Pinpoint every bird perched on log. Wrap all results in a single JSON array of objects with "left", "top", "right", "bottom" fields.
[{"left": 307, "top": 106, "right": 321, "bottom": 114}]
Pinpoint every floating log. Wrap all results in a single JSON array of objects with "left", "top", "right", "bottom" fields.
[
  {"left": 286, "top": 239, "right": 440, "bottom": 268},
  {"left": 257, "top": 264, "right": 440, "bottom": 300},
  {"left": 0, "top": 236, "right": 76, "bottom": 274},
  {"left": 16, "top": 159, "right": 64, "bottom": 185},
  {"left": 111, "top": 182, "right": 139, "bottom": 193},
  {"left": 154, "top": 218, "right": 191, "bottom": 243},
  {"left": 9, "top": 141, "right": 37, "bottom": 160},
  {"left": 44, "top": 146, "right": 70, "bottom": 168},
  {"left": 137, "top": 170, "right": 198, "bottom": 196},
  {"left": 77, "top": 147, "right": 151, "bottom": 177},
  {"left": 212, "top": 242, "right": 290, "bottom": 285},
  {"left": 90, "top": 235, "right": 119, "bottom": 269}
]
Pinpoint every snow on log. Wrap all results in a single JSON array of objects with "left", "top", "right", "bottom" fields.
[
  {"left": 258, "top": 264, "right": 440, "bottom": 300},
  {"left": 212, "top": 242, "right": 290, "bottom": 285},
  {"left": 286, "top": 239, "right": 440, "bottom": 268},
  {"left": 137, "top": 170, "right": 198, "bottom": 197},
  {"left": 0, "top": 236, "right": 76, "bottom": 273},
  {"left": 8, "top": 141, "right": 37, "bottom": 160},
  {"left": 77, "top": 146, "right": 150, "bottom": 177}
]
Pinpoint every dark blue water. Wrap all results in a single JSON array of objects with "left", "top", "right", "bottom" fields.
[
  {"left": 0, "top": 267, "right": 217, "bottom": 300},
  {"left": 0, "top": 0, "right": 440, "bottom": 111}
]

◆ ◆ ◆ ◆ ◆ ◆ ◆

--- WHAT TO PRODUCE ---
Rescale the material from the line containing "Pinpoint every dark" through the last line of the material. Reproduce each of those lines, requests included, with every bounding-box coordinate multiplied by 0.95 and rounded to a whole number, halves rounding up.

--- TASK RESULT ---
Pinpoint every dark blue water. Wrap all results in a single JSON array of objects with "left", "top", "right", "bottom" fields.
[
  {"left": 0, "top": 254, "right": 206, "bottom": 285},
  {"left": 0, "top": 0, "right": 418, "bottom": 105}
]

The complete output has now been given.